Supplied data
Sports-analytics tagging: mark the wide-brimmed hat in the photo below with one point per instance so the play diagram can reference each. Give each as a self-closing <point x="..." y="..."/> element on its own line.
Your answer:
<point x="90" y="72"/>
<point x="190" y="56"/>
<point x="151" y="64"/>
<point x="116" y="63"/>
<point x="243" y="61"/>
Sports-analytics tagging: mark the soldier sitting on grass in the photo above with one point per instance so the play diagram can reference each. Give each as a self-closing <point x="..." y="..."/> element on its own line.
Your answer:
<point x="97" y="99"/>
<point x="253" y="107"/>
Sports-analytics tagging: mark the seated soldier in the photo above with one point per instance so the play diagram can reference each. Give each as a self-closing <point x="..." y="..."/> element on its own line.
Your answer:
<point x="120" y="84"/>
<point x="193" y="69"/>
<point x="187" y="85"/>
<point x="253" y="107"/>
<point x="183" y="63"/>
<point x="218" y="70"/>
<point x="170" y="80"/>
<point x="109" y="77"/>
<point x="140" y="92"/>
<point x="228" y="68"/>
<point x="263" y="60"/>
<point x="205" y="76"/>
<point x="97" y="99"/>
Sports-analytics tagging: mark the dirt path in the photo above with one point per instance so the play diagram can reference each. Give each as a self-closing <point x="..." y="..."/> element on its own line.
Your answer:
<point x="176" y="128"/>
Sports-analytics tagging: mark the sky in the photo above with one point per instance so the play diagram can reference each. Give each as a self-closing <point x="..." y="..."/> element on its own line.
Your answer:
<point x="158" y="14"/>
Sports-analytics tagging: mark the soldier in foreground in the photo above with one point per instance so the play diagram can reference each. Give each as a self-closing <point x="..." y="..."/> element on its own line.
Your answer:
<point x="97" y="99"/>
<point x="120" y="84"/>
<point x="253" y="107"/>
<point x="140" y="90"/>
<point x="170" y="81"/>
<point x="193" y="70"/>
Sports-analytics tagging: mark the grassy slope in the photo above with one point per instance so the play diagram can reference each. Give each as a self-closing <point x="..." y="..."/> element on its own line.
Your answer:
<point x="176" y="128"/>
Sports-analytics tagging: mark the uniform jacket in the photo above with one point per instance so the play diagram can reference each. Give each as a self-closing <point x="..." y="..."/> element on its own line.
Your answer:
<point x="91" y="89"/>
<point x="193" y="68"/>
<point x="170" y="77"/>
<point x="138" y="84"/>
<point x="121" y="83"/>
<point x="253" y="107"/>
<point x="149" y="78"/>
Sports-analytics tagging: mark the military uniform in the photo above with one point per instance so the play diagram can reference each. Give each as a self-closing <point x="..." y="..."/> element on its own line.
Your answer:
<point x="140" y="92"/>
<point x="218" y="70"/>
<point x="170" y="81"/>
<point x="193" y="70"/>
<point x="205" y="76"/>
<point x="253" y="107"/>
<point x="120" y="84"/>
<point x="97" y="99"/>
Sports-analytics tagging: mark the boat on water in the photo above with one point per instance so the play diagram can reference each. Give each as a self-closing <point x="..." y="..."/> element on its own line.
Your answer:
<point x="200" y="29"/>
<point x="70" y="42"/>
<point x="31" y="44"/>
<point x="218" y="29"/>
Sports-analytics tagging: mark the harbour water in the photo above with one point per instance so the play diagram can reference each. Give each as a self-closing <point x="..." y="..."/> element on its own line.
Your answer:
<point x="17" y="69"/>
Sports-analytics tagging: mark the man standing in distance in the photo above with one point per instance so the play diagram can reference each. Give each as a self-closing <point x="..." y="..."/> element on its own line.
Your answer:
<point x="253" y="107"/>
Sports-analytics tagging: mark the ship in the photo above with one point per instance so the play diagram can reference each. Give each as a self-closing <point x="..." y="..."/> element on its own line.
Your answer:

Do this
Reproduce all of the data above word for word, with no changes.

Exercise response
Sports-analytics tagging: mark the wide-brimmed hat in the photo below with one point per instance so the play diagram can reference each. Give each as a self-closing <point x="..." y="..."/> element on its own line.
Your answer:
<point x="90" y="72"/>
<point x="190" y="56"/>
<point x="151" y="64"/>
<point x="116" y="63"/>
<point x="243" y="61"/>
Sports-analytics tagging: mark the soldier sitting on grass in the photo above with one point per instance so the play diagram can reference each. Give each as a self-closing <point x="..." y="..."/> element on its own line.
Your answer:
<point x="97" y="99"/>
<point x="253" y="107"/>
Sports-analytics tagging: mark the seated soldier in the photo above with one point per instance so the play diagram can reference each. Give each as a self-closing <point x="..." y="..."/> element on its own line.
Your answer:
<point x="120" y="84"/>
<point x="193" y="69"/>
<point x="187" y="85"/>
<point x="253" y="107"/>
<point x="183" y="63"/>
<point x="218" y="70"/>
<point x="170" y="80"/>
<point x="109" y="77"/>
<point x="140" y="92"/>
<point x="228" y="68"/>
<point x="263" y="60"/>
<point x="205" y="76"/>
<point x="97" y="99"/>
Sports-analytics tagging: mark the dirt path in the photo above with one point per instance so the play diagram can reference each. Give each as a self-closing <point x="..." y="..."/> element on its own line.
Your answer:
<point x="176" y="128"/>
Sports-analytics tagging: mark the sky in the photo above with one point per instance so the play diagram can reference each. Give each as a self-closing <point x="..." y="..."/> element on its own line.
Your answer:
<point x="158" y="14"/>
Sports-analytics tagging: mark the soldier in foreground in the photo above with one point per instance so the play diagram can reference each. Give each as a self-closing <point x="..." y="..."/> element on its own line.
Your answer:
<point x="97" y="99"/>
<point x="120" y="84"/>
<point x="253" y="107"/>
<point x="140" y="90"/>
<point x="170" y="81"/>
<point x="193" y="70"/>
Sports-analytics tagging: mark the grassy slope in the photo above with one point per instance so the play diagram can reference each. Give each as a self-closing <point x="..." y="..."/> element on its own line.
Your answer:
<point x="176" y="128"/>
Sports-analytics tagging: mark the uniform jacket in the photo above with one point per instance so the play diagram can reference each. Give each as a self-closing <point x="..." y="..."/> element on its own line.
Your answer:
<point x="91" y="89"/>
<point x="193" y="68"/>
<point x="170" y="77"/>
<point x="138" y="84"/>
<point x="121" y="83"/>
<point x="253" y="107"/>
<point x="149" y="78"/>
Sports-analytics tagging: mark the military uniform in the photo above with one point per instance so the play diagram can reference each. Give each as a self-closing <point x="..." y="..."/> element on its own line.
Your answer:
<point x="140" y="92"/>
<point x="218" y="70"/>
<point x="170" y="81"/>
<point x="193" y="70"/>
<point x="205" y="76"/>
<point x="253" y="107"/>
<point x="120" y="84"/>
<point x="97" y="99"/>
Sports-analytics tagging: mark the boat on water in the photo above with one point per instance so the play diagram can reference each. Give each as a self-closing <point x="..." y="..."/> element on its own line.
Your answer:
<point x="200" y="29"/>
<point x="70" y="42"/>
<point x="31" y="44"/>
<point x="218" y="29"/>
Sports-analytics tagging: mark the harbour water in the photo above with one point per instance so the play diagram can reference each. Give each as a self-closing <point x="..." y="..."/> element on its own line.
Your answer:
<point x="17" y="69"/>
Sports-analytics tagging: mark the man standing in distance in the photo above with one point per instance so the play diagram can reference each. Give each as a self-closing <point x="..." y="..."/> element on its own line.
Your answer:
<point x="253" y="107"/>
Sports-analytics tagging: mark the ship in the photo above with one point per instance so the play diagram can reference each. Give each as a self-closing <point x="..." y="..."/> element on its own line.
Your answer:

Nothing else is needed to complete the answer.